— Start —

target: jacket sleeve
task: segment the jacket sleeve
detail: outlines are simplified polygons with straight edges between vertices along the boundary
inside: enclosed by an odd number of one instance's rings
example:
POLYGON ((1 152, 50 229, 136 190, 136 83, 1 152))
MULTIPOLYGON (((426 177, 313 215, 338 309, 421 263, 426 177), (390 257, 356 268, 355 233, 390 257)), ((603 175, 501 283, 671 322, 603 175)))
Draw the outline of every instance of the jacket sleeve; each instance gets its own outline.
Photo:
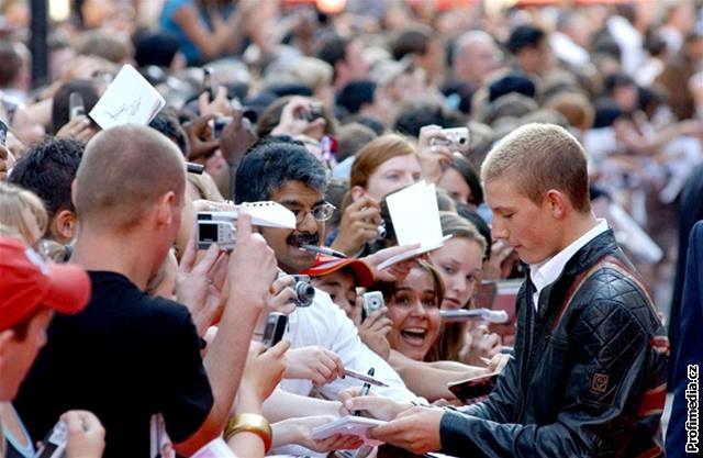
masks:
POLYGON ((440 424, 443 451, 491 458, 617 456, 621 450, 612 447, 624 447, 633 433, 649 359, 645 332, 621 299, 595 300, 573 323, 573 364, 566 368, 562 407, 553 423, 510 424, 448 411, 440 424))
POLYGON ((457 409, 467 415, 491 420, 499 423, 507 423, 513 418, 513 411, 517 405, 517 386, 520 380, 518 361, 522 361, 523 336, 525 333, 525 310, 521 306, 526 294, 525 284, 517 293, 515 301, 515 314, 517 325, 515 328, 515 347, 513 357, 505 365, 495 383, 495 388, 483 402, 457 409), (522 309, 522 310, 521 310, 522 309))
POLYGON ((458 409, 459 412, 473 417, 506 423, 513 417, 517 404, 517 362, 513 357, 498 378, 495 388, 484 402, 458 409))

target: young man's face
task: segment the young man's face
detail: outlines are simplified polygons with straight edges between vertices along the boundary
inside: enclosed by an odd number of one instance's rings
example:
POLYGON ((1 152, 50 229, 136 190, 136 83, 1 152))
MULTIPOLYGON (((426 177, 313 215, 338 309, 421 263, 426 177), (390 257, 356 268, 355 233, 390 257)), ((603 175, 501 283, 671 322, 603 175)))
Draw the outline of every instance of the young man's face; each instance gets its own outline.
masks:
POLYGON ((325 223, 315 221, 311 210, 325 203, 323 196, 299 181, 286 181, 271 192, 271 200, 297 215, 294 231, 261 227, 261 235, 276 253, 279 267, 288 273, 298 273, 312 267, 315 254, 305 252, 300 246, 320 245, 325 223))
POLYGON ((330 294, 332 302, 354 320, 356 306, 356 284, 354 276, 344 269, 332 272, 324 277, 313 277, 312 284, 330 294))
POLYGON ((486 183, 486 202, 493 213, 491 234, 504 239, 527 264, 539 264, 559 252, 560 225, 545 200, 535 204, 515 189, 515 180, 502 177, 486 183))
POLYGON ((18 393, 22 380, 30 371, 40 349, 46 344, 46 327, 52 320, 52 312, 40 311, 30 321, 23 339, 16 336, 9 340, 0 333, 0 401, 11 401, 18 393))

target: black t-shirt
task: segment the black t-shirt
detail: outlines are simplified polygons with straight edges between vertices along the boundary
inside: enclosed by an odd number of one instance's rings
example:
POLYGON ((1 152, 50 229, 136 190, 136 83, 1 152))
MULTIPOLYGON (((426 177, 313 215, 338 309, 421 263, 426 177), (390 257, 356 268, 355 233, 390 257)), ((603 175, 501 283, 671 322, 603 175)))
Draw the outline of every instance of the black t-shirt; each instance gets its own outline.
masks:
POLYGON ((105 427, 104 458, 148 457, 149 420, 163 413, 174 443, 202 425, 213 399, 188 310, 115 272, 90 273, 88 308, 56 315, 15 401, 32 437, 68 410, 105 427))

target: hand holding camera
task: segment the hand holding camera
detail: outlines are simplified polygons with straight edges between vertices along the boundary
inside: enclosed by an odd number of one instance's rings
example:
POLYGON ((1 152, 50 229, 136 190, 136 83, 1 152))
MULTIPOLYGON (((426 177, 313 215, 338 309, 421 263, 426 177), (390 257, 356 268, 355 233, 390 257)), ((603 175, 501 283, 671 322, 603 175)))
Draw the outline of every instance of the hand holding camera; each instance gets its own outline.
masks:
POLYGON ((361 342, 381 358, 388 359, 391 346, 387 336, 391 332, 392 323, 387 316, 383 294, 379 291, 364 293, 361 298, 357 298, 357 306, 361 308, 364 316, 358 326, 361 342))
POLYGON ((288 353, 287 379, 312 380, 316 387, 344 377, 344 362, 337 354, 319 346, 294 348, 288 353))
MULTIPOLYGON (((314 131, 324 127, 324 110, 322 104, 305 97, 293 97, 283 107, 278 125, 271 131, 271 135, 312 135, 314 131)), ((320 139, 320 137, 315 137, 320 139)))
POLYGON ((222 156, 227 164, 234 166, 239 163, 249 147, 258 139, 256 130, 242 110, 232 111, 232 121, 222 127, 217 137, 222 156))
POLYGON ((366 243, 380 238, 381 222, 381 206, 373 198, 364 196, 344 210, 339 234, 332 244, 332 248, 353 256, 366 243))
POLYGON ((37 458, 100 458, 105 448, 105 429, 88 411, 64 413, 42 440, 37 458))
POLYGON ((264 237, 252 231, 252 216, 239 212, 236 244, 228 265, 230 292, 237 298, 255 301, 264 306, 269 288, 278 276, 274 250, 264 237))
POLYGON ((442 129, 429 124, 420 130, 417 156, 424 178, 437 182, 444 169, 454 163, 454 154, 468 154, 469 130, 467 127, 442 129))
POLYGON ((250 412, 252 409, 260 409, 260 404, 271 395, 283 377, 289 348, 288 340, 280 340, 270 348, 252 342, 237 393, 237 410, 250 412))
POLYGON ((197 255, 194 235, 178 267, 176 297, 190 311, 198 335, 203 336, 222 313, 222 289, 228 255, 214 244, 200 260, 197 255))
POLYGON ((81 142, 88 142, 96 134, 90 119, 86 115, 83 98, 79 92, 68 96, 68 122, 56 133, 57 137, 71 137, 81 142))

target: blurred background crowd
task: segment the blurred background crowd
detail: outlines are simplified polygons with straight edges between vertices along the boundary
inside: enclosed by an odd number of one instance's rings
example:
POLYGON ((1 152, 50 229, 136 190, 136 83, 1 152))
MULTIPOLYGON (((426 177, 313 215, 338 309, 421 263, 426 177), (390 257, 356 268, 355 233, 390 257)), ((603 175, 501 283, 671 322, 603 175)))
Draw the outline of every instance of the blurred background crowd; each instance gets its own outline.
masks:
MULTIPOLYGON (((70 191, 58 189, 99 131, 86 115, 70 115, 69 96, 80 93, 90 112, 131 64, 167 102, 150 126, 204 166, 203 175, 188 177, 192 209, 239 201, 236 170, 249 147, 292 138, 325 169, 325 200, 335 206, 322 234, 327 246, 364 257, 394 245, 383 198, 424 178, 439 189, 444 233, 475 243, 466 259, 476 247, 471 281, 480 284, 524 275, 515 253, 492 243, 480 165, 518 126, 557 124, 584 145, 594 212, 607 217, 645 276, 676 349, 688 234, 703 219, 702 7, 695 0, 2 0, 0 120, 10 129, 0 176, 14 168, 10 181, 31 189, 30 153, 35 163, 54 157, 33 189, 48 220, 25 243, 43 239, 51 257, 67 259, 77 223, 70 191), (450 127, 468 127, 458 155, 437 152, 432 141, 450 127), (386 237, 376 231, 381 222, 386 237)), ((15 191, 0 187, 0 199, 15 191)), ((175 271, 188 239, 179 235, 159 275, 175 271)), ((442 253, 433 256, 440 266, 442 253)), ((437 275, 431 267, 413 272, 437 275)), ((315 286, 327 287, 359 324, 356 300, 335 292, 338 282, 315 286)), ((447 292, 450 308, 473 303, 478 290, 447 292)), ((388 359, 379 329, 364 331, 365 343, 388 359)), ((403 349, 397 338, 391 347, 403 349)), ((432 351, 406 356, 484 368, 481 358, 496 355, 511 343, 505 338, 495 335, 481 348, 433 342, 432 351)), ((404 382, 427 399, 450 395, 423 391, 417 378, 404 382)))

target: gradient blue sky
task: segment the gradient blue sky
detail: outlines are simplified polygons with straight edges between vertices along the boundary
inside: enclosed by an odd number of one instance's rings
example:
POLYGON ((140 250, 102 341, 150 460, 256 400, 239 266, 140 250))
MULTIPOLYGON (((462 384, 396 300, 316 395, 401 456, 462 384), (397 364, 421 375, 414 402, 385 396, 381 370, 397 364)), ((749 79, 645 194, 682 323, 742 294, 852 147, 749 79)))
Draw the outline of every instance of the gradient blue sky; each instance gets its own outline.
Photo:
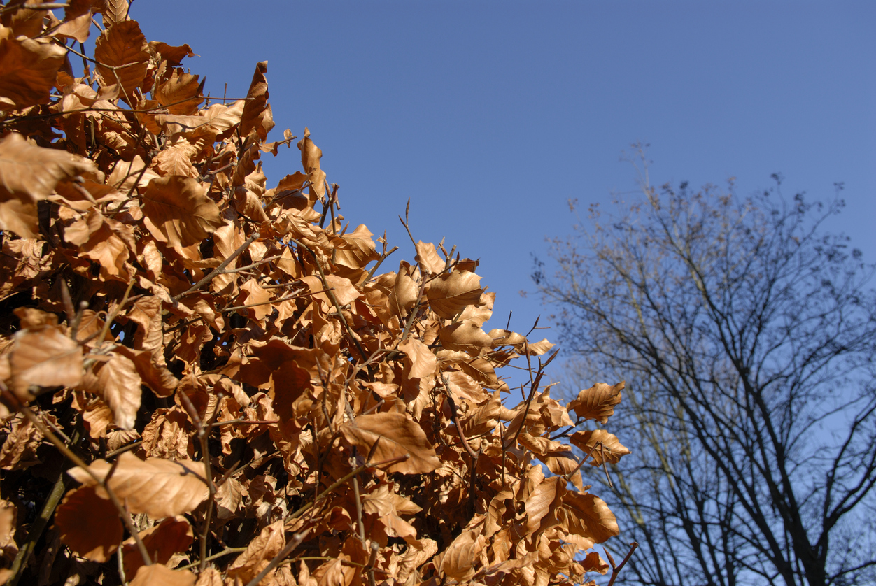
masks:
MULTIPOLYGON (((830 197, 833 222, 876 260, 876 3, 188 2, 138 0, 150 40, 188 43, 206 89, 244 96, 268 60, 277 127, 308 126, 351 228, 413 250, 446 237, 481 259, 490 325, 539 314, 531 254, 564 236, 569 198, 635 189, 619 161, 650 143, 654 183, 830 197)), ((299 152, 263 159, 268 184, 299 152)), ((449 246, 448 246, 449 248, 449 246)), ((552 337, 550 333, 546 334, 552 337)), ((555 336, 553 336, 555 337, 555 336)))

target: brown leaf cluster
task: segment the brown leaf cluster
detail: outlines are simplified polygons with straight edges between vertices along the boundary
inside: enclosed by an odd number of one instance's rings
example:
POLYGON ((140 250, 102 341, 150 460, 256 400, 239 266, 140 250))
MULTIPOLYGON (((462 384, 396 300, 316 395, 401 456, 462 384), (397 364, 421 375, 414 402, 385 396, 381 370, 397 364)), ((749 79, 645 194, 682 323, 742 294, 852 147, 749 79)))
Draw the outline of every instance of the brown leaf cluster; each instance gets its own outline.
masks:
MULTIPOLYGON (((582 554, 617 523, 558 440, 623 385, 553 399, 552 344, 485 331, 494 293, 443 245, 412 237, 414 262, 378 272, 396 249, 345 223, 307 129, 301 170, 269 182, 260 158, 295 137, 267 142, 266 62, 214 100, 191 48, 147 41, 124 0, 40 5, 0 11, 3 579, 605 573, 582 554), (515 359, 531 384, 508 408, 515 359)), ((571 441, 597 465, 628 453, 571 441)))

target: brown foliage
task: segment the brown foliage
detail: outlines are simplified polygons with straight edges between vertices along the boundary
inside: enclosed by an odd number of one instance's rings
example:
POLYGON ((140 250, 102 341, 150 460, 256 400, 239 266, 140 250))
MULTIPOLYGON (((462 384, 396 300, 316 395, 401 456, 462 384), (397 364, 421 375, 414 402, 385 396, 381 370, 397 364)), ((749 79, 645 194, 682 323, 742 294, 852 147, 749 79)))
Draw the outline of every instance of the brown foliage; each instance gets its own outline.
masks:
MULTIPOLYGON (((493 293, 477 261, 441 244, 412 237, 415 264, 377 272, 396 248, 348 230, 309 131, 302 170, 268 187, 258 159, 295 137, 265 142, 266 62, 245 100, 216 102, 179 67, 191 48, 147 42, 128 8, 4 9, 0 464, 17 497, 0 510, 3 575, 373 586, 604 573, 578 554, 618 526, 557 440, 604 422, 622 385, 551 399, 555 353, 540 357, 552 344, 484 331, 493 293), (98 13, 106 28, 81 57, 93 74, 74 78, 73 40, 98 13), (521 357, 531 384, 507 408, 496 369, 521 357), (71 477, 81 486, 61 498, 71 477), (17 532, 21 499, 53 521, 17 532)), ((597 463, 623 453, 613 435, 579 437, 597 463)))

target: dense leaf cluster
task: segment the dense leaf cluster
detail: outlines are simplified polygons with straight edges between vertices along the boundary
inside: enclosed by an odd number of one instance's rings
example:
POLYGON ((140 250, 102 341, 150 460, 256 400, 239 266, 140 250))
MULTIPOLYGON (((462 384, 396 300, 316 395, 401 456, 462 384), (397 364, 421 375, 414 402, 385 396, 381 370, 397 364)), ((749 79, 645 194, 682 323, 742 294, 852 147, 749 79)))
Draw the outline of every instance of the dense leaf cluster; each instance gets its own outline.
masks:
POLYGON ((193 54, 148 42, 124 0, 0 8, 4 579, 605 573, 586 552, 614 516, 558 440, 597 466, 627 453, 576 431, 623 384, 552 399, 552 344, 484 331, 494 294, 453 250, 415 242, 378 272, 396 249, 344 224, 309 132, 269 187, 259 159, 295 137, 266 142, 266 63, 216 101, 193 54), (515 358, 530 384, 508 408, 515 358))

— End —

* Stated exercise
Beginning at the line where "target: dense leaf cluster" appears, extract each line through the end of the data above; keep them exact and include nothing else.

* Exercise answer
target: dense leaf cluster
task: segment the dense leaf cluster
detail: outlines are simplified polygons with straight edges between vertices along the boundary
inside: enclosed by an odd number of one instance's rings
example:
POLYGON ((140 250, 102 341, 150 460, 256 400, 239 266, 140 250))
MULTIPOLYGON (((462 384, 396 300, 316 395, 401 456, 462 384), (397 364, 421 375, 414 402, 385 396, 381 370, 397 364)), ((749 79, 645 194, 682 323, 742 294, 852 147, 749 79)))
Draw the outline of every instance of the dense leaf cluster; each instance gets its own outline.
masks:
POLYGON ((193 54, 148 42, 124 0, 0 8, 4 579, 605 573, 586 552, 614 516, 558 440, 597 466, 627 453, 576 431, 623 384, 552 399, 552 344, 484 331, 494 294, 453 250, 415 242, 378 272, 396 249, 344 224, 309 132, 269 187, 259 159, 295 137, 266 142, 266 63, 216 101, 193 54), (515 358, 530 384, 508 408, 515 358))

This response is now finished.